## DATA FOR THIS EXERCISE
====
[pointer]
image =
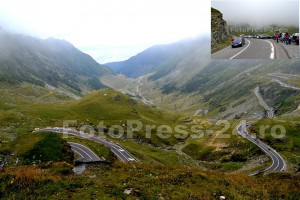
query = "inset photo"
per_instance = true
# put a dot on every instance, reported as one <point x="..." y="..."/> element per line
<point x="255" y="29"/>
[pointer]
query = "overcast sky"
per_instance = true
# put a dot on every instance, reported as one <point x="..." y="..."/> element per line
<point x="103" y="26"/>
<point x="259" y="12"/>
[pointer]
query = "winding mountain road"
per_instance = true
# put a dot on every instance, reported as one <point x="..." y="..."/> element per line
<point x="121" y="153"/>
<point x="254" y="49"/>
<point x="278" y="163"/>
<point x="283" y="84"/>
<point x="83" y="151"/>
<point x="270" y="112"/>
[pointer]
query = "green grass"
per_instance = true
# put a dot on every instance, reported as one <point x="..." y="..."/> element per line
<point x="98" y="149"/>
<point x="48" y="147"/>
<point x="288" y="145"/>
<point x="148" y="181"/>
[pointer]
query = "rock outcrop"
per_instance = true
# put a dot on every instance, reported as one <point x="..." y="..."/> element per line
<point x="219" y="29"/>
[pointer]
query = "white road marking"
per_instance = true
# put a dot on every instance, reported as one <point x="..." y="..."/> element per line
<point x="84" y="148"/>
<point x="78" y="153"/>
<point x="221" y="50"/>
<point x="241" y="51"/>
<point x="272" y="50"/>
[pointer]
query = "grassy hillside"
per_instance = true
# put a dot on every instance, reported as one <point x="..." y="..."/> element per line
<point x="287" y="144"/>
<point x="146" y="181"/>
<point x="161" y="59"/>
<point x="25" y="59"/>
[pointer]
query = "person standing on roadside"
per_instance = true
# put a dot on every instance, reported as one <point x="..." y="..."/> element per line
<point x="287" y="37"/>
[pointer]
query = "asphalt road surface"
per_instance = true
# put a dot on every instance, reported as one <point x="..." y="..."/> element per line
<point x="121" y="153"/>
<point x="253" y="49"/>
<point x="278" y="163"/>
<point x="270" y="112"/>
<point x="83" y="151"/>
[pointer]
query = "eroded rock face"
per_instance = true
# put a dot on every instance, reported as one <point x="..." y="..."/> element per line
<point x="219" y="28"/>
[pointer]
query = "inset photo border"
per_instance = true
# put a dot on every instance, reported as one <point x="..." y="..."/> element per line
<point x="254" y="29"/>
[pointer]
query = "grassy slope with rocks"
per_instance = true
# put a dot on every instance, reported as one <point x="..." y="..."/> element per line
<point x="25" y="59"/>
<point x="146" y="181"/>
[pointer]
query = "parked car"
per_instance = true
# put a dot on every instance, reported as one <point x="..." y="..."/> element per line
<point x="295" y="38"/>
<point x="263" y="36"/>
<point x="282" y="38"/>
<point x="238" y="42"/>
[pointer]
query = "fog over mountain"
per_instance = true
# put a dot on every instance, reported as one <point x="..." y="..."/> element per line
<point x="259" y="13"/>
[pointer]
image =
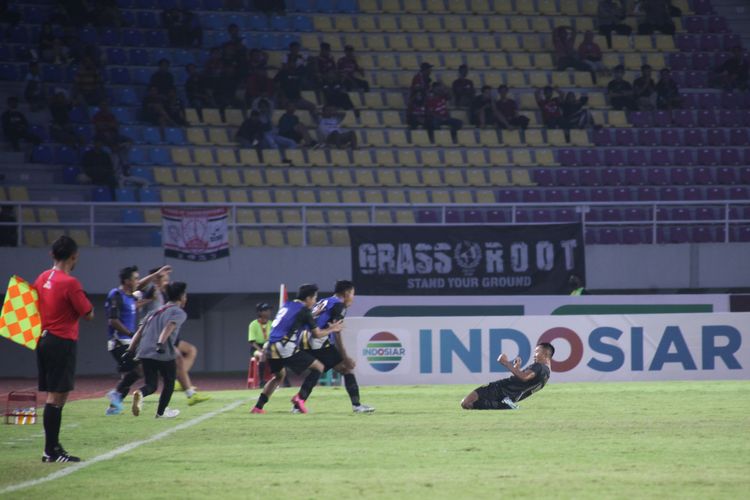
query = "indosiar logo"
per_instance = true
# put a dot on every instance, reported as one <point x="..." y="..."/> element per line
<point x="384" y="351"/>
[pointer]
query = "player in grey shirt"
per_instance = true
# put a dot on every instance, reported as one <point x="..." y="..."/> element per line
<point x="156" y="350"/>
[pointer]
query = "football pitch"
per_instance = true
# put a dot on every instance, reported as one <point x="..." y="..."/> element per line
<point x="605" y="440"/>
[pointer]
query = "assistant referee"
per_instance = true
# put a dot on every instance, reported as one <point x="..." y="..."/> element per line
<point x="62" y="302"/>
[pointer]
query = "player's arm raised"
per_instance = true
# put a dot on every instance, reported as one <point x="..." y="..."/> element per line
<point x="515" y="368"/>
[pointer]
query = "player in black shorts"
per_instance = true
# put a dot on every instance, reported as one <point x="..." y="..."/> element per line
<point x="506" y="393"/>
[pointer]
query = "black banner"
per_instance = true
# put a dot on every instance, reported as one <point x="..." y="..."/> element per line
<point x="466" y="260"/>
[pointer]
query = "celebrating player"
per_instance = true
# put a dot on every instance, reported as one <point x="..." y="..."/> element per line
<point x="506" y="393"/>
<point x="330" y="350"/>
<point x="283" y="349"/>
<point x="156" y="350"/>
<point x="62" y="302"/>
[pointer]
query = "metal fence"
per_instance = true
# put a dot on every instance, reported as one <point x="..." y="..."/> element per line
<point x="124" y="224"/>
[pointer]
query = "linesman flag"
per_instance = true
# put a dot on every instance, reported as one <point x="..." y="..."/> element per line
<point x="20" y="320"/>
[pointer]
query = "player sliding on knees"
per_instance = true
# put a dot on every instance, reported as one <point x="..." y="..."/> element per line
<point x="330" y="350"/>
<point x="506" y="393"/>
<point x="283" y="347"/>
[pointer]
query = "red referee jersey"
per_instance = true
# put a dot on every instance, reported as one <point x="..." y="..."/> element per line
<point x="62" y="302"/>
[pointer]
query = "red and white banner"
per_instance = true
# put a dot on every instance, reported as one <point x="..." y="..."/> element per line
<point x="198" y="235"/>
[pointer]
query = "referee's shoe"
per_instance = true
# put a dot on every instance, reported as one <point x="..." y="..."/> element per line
====
## WHAT YOU SHOULD DO
Where does the word "white" appear in the records? Copy every line that holds it.

## YOUR SOLUTION
query = "white road marking"
query = "red and white banner"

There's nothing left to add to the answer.